◆ Supplied data:
--*--

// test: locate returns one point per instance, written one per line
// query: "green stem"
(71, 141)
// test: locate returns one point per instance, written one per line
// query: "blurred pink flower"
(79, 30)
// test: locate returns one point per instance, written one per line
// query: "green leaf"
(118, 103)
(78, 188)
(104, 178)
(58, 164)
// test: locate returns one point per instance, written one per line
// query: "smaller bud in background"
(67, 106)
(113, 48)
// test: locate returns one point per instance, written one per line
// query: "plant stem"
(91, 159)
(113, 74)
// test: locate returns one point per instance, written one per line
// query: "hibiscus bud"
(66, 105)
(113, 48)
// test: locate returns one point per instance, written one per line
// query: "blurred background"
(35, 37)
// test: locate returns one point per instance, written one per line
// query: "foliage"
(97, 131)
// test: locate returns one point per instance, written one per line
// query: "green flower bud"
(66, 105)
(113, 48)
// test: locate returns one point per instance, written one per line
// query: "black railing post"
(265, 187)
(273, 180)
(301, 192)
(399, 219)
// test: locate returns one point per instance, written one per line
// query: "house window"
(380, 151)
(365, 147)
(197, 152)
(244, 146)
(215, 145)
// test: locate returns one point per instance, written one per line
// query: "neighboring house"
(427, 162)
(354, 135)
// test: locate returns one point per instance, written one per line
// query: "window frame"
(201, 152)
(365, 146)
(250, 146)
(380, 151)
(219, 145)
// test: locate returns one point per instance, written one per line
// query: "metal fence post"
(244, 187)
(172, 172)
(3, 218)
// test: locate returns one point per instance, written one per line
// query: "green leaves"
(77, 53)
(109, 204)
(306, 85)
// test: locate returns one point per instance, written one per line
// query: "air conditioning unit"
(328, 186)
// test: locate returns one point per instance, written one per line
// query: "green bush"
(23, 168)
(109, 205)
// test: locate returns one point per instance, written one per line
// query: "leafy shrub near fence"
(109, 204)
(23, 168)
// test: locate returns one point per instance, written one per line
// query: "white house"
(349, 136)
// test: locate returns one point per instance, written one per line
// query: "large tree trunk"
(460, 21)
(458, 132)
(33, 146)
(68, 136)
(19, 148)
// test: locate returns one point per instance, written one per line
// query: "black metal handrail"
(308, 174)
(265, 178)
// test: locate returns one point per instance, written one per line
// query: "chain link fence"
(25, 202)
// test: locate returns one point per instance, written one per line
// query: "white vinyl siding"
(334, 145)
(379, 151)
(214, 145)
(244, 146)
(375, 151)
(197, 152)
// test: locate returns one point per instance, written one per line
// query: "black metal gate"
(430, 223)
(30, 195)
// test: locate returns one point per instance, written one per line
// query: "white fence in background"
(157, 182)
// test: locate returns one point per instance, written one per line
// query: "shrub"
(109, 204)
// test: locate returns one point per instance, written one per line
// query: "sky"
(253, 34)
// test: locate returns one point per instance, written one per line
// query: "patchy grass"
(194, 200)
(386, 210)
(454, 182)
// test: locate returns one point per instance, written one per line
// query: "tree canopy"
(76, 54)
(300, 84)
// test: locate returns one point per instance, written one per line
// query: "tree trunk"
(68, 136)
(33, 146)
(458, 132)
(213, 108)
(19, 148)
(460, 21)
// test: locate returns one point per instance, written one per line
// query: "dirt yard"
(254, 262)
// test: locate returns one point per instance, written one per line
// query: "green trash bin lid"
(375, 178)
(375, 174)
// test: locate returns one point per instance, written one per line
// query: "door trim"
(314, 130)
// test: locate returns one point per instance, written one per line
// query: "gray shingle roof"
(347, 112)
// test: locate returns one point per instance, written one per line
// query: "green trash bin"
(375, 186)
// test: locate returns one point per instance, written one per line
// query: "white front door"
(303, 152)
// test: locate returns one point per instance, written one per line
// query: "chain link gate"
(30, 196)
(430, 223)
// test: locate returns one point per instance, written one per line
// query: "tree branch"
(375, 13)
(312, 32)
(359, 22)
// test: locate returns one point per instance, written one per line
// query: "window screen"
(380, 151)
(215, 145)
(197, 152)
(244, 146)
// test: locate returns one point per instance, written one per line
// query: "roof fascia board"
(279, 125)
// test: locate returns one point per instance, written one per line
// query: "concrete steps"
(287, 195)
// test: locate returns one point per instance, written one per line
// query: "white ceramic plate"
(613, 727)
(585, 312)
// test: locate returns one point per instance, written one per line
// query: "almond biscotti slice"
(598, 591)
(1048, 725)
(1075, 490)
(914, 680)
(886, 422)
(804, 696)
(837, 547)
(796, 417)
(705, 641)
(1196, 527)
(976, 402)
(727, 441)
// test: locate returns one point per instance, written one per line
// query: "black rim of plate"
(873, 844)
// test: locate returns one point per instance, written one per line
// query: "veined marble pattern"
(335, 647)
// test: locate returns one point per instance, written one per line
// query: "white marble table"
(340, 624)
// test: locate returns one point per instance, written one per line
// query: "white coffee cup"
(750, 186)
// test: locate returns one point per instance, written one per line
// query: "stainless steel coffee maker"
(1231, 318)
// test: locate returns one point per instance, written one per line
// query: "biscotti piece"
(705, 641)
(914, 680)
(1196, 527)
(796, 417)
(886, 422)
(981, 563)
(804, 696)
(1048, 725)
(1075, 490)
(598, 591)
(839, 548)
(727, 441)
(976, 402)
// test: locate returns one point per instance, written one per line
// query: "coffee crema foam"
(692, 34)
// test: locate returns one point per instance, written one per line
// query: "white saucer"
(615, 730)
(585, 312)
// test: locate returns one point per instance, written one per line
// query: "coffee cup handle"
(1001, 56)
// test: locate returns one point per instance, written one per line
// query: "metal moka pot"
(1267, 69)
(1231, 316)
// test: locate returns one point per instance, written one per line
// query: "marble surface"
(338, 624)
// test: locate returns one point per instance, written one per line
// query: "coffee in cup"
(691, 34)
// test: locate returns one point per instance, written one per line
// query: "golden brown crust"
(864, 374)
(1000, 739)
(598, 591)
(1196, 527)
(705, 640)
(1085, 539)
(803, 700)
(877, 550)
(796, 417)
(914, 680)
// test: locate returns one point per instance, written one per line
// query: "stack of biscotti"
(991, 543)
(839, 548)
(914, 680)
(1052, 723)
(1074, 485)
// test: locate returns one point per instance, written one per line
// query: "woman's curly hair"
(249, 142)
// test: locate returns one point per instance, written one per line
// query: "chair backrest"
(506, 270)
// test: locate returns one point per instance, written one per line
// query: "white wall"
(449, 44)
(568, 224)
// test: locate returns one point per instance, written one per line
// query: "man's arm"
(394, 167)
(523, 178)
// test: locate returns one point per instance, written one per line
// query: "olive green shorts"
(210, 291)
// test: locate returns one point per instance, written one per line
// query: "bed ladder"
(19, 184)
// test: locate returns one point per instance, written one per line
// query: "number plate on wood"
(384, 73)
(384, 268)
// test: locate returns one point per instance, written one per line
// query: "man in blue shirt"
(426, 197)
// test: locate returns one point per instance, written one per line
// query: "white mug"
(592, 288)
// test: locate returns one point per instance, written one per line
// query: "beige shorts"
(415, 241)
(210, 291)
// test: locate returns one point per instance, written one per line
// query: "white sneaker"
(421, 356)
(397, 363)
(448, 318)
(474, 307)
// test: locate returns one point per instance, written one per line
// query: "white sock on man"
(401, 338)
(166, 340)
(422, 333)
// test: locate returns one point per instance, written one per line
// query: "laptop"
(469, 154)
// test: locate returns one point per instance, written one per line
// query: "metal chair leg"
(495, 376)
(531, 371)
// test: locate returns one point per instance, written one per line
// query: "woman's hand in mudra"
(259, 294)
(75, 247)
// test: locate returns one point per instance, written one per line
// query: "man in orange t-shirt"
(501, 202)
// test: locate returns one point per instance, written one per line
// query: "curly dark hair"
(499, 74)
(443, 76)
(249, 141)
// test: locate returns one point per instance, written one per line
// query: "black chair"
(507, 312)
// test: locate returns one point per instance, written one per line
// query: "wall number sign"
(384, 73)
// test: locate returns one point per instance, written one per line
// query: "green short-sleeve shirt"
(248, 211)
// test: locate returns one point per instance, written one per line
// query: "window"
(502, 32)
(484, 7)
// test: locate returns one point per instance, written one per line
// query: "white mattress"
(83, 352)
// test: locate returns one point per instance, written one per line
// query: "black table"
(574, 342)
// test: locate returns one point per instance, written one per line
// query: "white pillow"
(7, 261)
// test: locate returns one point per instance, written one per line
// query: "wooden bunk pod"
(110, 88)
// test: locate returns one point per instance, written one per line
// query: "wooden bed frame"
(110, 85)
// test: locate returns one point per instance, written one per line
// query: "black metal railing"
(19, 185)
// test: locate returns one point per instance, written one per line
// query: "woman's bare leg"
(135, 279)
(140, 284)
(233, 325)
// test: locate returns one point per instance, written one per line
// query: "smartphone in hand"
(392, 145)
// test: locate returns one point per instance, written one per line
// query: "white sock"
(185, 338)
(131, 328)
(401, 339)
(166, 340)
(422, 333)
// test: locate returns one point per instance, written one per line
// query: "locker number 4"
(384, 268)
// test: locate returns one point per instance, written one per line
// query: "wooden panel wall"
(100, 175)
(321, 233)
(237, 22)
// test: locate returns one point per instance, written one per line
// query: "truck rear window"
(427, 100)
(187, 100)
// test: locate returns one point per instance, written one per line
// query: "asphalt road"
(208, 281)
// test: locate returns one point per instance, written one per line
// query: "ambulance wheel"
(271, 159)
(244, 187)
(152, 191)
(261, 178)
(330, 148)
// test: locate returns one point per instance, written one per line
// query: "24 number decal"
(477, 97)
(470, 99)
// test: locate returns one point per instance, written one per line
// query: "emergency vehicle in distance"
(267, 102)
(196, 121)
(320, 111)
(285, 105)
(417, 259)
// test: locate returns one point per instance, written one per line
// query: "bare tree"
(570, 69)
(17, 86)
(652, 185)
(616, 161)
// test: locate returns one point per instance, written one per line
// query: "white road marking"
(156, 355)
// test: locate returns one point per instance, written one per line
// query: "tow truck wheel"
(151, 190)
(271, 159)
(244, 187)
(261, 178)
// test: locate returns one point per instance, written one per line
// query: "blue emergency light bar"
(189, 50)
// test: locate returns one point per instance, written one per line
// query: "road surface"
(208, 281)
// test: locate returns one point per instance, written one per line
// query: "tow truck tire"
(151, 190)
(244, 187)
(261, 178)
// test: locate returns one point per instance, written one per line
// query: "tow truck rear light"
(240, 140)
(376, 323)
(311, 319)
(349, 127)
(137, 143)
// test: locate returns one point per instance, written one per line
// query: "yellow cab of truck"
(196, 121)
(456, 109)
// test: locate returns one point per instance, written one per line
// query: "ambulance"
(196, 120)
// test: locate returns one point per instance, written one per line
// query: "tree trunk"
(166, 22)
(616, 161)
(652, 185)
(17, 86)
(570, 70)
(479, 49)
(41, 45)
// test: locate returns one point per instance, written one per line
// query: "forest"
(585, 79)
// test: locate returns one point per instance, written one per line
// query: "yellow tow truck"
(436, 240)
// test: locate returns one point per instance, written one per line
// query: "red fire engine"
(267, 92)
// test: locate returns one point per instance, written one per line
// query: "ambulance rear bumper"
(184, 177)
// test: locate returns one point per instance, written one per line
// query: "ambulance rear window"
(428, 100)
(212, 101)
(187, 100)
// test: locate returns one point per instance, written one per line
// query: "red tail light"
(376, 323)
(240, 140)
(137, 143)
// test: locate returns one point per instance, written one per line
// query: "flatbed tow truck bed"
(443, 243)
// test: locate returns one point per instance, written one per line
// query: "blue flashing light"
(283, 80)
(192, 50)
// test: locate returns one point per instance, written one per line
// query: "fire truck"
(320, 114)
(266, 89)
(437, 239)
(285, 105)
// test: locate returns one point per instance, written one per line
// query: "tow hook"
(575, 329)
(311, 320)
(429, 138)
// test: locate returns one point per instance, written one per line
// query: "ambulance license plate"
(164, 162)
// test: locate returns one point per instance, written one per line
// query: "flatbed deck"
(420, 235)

--*--

◆ Exercise description:
How many lines in the entries above contain the word "wall"? Case matters. Reply with only the number.

◆ Written reply:
3